— Begin EXCERPTED DATA —
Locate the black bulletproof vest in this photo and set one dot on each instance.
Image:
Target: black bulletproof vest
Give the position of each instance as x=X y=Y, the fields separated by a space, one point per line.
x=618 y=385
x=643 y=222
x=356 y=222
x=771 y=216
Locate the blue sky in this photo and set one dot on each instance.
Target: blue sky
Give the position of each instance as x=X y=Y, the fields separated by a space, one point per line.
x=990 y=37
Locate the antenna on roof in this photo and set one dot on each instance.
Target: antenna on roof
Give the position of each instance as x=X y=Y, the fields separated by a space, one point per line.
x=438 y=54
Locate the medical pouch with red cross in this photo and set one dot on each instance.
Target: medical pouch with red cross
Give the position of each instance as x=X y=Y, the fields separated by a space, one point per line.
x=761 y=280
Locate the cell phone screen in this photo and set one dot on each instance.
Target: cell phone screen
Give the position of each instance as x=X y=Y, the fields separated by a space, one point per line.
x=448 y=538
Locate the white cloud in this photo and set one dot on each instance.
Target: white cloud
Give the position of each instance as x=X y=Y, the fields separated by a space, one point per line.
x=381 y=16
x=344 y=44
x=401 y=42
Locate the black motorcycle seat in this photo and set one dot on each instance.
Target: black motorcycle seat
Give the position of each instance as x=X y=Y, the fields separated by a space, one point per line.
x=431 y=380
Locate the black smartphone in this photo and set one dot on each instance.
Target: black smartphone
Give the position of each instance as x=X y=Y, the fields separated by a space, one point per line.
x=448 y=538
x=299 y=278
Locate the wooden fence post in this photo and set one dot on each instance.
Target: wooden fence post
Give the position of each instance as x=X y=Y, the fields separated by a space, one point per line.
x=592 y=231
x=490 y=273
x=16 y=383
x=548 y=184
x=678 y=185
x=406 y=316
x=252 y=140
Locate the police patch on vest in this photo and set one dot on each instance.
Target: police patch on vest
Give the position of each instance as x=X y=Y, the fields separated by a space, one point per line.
— End EXCERPTED DATA —
**WORK REQUIRED**
Copy out again the part of the records that opens with the line containing "Locate the antenna" and closes with the line containing "x=252 y=140", keeping every line, and add 72 to each x and y coordinate in the answers.

**WRITTEN RESPONSE**
Locate the antenna on roof in this photo and set one dot on each instance.
Target: antenna on roof
Give the position of each instance as x=X y=Y, the fields separated by a space, one point per line.
x=510 y=126
Locate the medical pouch with red cross in this photo and set one dot on each instance.
Target: medical pouch with red cross
Give the position of each instance as x=X y=Y, the fields separated by a space, one point per line.
x=833 y=352
Locate the cell phone screen in this photo and set one dot on each instance.
Target: cell phone screen
Give the position of each instance as x=X y=Y, the fields separated by a space, one point per line.
x=520 y=610
Locate the white cloud in this photo and set one dot on each instance.
Target: white cloud
Give the position of each instance as x=X y=Y, the fields separated by a space, one point per line.
x=453 y=88
x=416 y=116
x=473 y=114
Locate the black motorcycle seat in this photo and set one dot on each instance.
Target: black motorcycle seat
Give the position of each instance as x=X y=Y, the fields separated by a space, one point per line.
x=503 y=452
Locate the black smartphone in this photo and set one dot on each instance.
Target: black smartphone
Give the position of each instance as x=X y=Y, the fields separated by a space, one point per line.
x=520 y=610
x=371 y=350
Locate the wooden fence post in this photo and set one dot on each instance.
Target: wooden fence post
Give the position of each instance as x=X y=Y, the fields separated by a space, one point per line.
x=664 y=303
x=562 y=345
x=88 y=455
x=620 y=256
x=750 y=257
x=478 y=388
x=324 y=212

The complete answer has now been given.